§ SUPPLIED RECORDS
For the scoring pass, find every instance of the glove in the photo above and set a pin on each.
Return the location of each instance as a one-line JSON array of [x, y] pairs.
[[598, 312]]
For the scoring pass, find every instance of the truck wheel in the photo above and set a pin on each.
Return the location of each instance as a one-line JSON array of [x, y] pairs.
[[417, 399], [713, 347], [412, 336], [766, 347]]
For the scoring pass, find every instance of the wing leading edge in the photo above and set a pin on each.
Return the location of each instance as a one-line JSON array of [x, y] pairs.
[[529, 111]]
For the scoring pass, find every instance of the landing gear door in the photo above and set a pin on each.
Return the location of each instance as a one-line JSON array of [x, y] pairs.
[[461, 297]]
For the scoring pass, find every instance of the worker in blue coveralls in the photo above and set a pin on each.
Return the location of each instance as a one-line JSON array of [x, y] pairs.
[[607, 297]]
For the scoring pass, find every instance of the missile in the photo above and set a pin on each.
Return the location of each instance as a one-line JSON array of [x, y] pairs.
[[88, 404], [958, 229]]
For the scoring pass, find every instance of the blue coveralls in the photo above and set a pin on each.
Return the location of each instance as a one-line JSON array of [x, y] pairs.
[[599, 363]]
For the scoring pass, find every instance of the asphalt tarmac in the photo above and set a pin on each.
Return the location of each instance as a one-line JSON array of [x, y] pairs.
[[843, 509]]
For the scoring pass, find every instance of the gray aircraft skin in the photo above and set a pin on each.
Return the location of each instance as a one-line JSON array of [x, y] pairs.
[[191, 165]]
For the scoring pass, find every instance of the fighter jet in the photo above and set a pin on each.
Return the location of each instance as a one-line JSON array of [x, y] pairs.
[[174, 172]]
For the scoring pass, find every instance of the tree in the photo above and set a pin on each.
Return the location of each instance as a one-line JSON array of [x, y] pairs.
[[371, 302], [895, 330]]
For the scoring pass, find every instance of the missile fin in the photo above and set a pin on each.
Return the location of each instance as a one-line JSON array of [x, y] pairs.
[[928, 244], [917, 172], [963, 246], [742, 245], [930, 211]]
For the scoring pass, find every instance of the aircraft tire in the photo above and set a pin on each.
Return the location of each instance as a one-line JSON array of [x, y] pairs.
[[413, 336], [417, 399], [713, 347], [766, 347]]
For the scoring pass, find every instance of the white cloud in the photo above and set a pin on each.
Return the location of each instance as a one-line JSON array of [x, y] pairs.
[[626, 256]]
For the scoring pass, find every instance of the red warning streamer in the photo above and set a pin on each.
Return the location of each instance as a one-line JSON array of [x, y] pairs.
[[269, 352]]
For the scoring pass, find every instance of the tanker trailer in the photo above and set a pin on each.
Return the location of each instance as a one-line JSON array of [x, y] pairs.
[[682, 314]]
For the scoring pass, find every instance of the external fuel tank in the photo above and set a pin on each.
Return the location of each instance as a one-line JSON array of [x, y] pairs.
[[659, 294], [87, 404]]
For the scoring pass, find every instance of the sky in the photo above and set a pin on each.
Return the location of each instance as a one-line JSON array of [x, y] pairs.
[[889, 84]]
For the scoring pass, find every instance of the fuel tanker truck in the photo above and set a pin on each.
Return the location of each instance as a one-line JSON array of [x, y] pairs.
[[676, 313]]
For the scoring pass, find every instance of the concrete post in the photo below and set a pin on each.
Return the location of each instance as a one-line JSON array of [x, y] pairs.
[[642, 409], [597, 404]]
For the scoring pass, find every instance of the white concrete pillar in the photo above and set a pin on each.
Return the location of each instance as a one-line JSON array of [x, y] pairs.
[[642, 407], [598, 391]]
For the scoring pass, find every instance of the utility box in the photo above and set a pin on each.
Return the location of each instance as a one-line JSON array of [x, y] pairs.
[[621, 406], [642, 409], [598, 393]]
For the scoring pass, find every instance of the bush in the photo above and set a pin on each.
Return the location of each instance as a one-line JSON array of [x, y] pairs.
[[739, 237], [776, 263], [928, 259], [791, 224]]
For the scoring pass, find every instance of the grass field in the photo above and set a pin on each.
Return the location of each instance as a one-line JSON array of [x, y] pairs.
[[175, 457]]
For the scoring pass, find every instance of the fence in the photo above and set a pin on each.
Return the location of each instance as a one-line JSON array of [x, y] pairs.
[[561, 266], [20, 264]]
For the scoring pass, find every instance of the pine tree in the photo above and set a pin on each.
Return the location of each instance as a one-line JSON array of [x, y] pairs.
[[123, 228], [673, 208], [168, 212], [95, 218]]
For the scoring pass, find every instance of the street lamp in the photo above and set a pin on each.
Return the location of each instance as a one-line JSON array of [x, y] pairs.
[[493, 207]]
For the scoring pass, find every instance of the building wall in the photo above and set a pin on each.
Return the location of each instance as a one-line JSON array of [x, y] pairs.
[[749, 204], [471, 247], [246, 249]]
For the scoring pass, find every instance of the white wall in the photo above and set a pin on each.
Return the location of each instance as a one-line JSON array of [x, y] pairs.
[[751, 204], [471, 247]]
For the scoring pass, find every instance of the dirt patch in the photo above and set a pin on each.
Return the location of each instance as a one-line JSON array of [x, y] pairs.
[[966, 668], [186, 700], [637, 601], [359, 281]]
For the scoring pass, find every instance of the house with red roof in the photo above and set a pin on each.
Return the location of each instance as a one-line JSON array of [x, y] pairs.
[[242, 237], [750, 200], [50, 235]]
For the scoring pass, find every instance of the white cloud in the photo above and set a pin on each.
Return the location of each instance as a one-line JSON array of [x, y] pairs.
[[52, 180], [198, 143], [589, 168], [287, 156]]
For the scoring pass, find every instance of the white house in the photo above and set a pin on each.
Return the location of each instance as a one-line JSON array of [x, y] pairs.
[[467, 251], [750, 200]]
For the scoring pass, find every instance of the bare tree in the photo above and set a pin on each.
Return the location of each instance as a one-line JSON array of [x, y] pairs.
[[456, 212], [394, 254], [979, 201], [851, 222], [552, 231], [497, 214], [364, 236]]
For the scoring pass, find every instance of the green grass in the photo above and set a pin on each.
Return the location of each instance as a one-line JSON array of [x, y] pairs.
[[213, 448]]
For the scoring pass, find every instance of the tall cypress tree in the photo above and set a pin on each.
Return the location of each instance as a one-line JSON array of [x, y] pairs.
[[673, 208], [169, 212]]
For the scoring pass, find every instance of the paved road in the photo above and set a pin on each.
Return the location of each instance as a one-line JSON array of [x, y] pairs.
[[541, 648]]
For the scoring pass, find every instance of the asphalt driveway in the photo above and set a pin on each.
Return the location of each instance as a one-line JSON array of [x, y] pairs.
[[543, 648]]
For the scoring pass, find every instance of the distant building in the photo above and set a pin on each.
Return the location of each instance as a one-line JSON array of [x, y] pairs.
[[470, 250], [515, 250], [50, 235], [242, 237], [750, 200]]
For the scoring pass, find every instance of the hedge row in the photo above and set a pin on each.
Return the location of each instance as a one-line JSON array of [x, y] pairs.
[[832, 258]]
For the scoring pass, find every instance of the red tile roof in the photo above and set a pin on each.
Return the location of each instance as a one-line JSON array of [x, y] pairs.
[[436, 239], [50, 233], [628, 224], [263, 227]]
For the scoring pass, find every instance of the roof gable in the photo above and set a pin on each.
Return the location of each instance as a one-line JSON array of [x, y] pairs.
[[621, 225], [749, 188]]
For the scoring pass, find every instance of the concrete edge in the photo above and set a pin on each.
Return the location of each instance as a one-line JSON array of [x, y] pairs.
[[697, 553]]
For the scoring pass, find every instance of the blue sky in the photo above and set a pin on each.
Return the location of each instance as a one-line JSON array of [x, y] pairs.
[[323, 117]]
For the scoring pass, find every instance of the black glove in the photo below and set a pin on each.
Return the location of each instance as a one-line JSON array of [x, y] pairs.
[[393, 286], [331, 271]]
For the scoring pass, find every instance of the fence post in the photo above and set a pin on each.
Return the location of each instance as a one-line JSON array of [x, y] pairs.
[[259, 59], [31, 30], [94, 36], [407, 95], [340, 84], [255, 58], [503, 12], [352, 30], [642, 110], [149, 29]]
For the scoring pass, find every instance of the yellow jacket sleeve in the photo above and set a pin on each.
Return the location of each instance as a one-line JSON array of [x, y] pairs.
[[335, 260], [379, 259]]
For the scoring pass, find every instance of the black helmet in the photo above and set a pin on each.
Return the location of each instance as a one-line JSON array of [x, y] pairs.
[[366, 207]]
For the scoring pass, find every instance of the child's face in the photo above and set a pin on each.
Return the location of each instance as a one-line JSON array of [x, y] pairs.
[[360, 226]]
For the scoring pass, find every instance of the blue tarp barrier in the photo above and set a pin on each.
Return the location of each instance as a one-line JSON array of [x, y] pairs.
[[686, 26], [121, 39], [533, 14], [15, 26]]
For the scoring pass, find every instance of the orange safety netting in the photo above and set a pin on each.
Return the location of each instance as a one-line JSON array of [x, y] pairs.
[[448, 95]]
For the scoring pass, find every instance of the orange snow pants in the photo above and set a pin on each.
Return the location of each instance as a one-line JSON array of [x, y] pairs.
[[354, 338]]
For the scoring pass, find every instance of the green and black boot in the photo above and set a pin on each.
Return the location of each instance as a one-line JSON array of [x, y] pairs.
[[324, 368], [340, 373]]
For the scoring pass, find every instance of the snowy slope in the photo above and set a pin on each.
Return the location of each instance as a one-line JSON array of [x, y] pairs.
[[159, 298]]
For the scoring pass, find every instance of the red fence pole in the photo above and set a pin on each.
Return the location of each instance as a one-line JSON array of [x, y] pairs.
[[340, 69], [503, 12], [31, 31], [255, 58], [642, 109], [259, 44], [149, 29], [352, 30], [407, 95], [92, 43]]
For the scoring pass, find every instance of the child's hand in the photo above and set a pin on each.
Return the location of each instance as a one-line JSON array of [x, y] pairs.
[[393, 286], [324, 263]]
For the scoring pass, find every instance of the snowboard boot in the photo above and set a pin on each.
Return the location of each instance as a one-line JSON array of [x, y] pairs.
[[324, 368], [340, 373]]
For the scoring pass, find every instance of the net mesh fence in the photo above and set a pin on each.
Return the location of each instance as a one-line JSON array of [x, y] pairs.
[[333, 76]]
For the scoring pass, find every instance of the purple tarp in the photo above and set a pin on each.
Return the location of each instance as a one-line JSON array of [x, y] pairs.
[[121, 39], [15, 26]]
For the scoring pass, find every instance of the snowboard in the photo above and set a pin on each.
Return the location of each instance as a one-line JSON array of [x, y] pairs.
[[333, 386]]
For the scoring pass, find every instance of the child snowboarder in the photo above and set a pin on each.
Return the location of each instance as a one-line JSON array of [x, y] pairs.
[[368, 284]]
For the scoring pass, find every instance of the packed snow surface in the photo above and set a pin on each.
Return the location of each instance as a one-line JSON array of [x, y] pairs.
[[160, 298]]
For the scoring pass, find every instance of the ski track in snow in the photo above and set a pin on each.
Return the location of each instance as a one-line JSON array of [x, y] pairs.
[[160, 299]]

§ WHAT YOU HAVE TO DO
Retype the material word for word from its first line through the line that holds "[[607, 297]]", both ends included.

§ WRITTEN ANSWER
For the scoring pass, find every instance of the glove in the photo above and set a pin on each.
Return the location of each instance as a one-line JSON array of [x, y] pairs.
[[598, 312]]
For the scoring pass, find every instance of the truck wheel in the photo above and set a pin on each.
Return the location of each instance as a one-line JSON array of [x, y] pairs.
[[417, 399], [713, 347], [412, 336], [766, 347]]
For the scoring pass, find every instance of the wing leading edge in the photo above and set a pin on each.
Return the location of each instance as a one-line JSON array of [x, y] pairs.
[[529, 111]]
For the scoring pass, find every instance of the landing gear door in the photo above and set a pin on each.
Return the location of each instance as a one-line JSON array of [x, y] pairs.
[[461, 297]]
For the scoring pass, find every instance of the worker in blue coveralls in the photo above and set a pin on each.
Return the location of each instance as a one-line JSON array of [x, y] pairs.
[[607, 297]]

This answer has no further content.